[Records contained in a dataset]

-- START --

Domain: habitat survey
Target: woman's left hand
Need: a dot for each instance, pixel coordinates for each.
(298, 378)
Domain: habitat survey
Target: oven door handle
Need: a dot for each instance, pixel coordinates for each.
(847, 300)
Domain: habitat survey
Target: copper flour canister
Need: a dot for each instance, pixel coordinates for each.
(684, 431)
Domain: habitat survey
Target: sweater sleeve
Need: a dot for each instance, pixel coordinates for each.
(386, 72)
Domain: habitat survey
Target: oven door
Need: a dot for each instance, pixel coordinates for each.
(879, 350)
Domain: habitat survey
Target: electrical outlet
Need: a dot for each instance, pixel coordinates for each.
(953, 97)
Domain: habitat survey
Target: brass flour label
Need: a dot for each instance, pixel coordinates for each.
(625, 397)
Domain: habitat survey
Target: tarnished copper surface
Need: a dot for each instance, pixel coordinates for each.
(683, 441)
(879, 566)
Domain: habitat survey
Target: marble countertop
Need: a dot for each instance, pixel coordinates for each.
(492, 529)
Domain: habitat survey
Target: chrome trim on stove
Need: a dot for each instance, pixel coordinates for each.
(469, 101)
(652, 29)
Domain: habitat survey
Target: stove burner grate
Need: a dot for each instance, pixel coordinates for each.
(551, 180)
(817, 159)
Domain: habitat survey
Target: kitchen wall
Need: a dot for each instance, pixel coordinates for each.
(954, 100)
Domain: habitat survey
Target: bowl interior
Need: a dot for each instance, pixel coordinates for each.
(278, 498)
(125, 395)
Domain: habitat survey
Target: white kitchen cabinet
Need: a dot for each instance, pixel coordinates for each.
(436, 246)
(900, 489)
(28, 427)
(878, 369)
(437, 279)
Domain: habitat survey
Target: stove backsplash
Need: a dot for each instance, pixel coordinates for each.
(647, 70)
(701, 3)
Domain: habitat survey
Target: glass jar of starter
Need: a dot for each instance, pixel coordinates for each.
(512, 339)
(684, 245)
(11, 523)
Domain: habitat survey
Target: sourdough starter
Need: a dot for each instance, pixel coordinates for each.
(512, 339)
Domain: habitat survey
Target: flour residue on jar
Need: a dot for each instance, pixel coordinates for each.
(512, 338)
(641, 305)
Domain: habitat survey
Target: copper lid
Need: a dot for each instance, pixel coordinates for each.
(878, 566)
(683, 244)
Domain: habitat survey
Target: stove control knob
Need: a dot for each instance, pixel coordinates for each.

-- END --

Exercise brief: The records above should be returned exactly.

Complete output:
Domain: habitat survey
Target: woman's left hand
Need: a dot for each instance, pixel coordinates for each.
(298, 378)
Domain: habitat survey
Target: oven door handle
Need: a dot for each instance, pixel coordinates for each.
(847, 300)
Domain: habitat survey
Target: copper flour canister
Need: a dot for each instance, pixel coordinates for each.
(684, 431)
Domain: habitat survey
Target: sweater sleeve
Need: a dot for each instance, pixel coordinates for each.
(386, 72)
Domain: habitat survey
Target: oven door
Need: a dot for each instance, pixel coordinates for each.
(879, 350)
Domain: habitat survey
Target: electrical outlet
Need: a dot for each instance, pixel coordinates for each.
(953, 97)
Domain: habitat survey
Target: brass flour label
Need: a dot for each instance, pixel coordinates for each.
(625, 397)
Domain: habitat survey
Target: tarnished copper surface
Need: a dot for each instance, pixel coordinates for each.
(683, 441)
(879, 566)
Domain: habitat survey
Target: marble countertop
Need: a dot for each instance, pixel coordinates for each.
(492, 529)
Domain: habitat survey
Target: chrome trim on stove
Need: a dot for each instance, pixel coordinates for each.
(469, 101)
(652, 29)
Domain: habitat survey
Target: stove burner grate
Need: a dot for each instance, pixel coordinates for each.
(551, 180)
(817, 159)
Domain: habitat survey
Target: kitchen wall
Need: a dot for each instance, pixel coordinates for each.
(954, 100)
Domain: habitat survey
Target: bowl interior
Need: a dot for each instance, pixel coordinates for each.
(278, 498)
(125, 395)
Domain: habitat survey
Target: white kitchen cabinet
Need: a dot for each instance, pixel coordinates for each.
(436, 246)
(900, 489)
(28, 427)
(878, 369)
(437, 279)
Domain: habitat survey
Target: stove backsplash
Need: a dot for each instance, pixel coordinates for each.
(647, 70)
(701, 3)
Domain: habitat survey
Target: glass jar of starter
Need: a dot for each instance, pixel coordinates for each.
(512, 339)
(684, 245)
(11, 523)
Domain: habitat survey
Target: sourdough starter
Need: a dot for each instance, pixel coordinates for each.
(512, 339)
Domain: habitat survey
Target: flour residue on jar
Need: a dot for each instance, pixel coordinates for each.
(512, 338)
(641, 305)
Domain: habitat survey
Target: copper lid
Need: a dot for each instance, pixel coordinates for each.
(878, 566)
(683, 244)
Domain: habitat survey
Target: stove control knob
Need: a dot for each instance, pixel coordinates for each.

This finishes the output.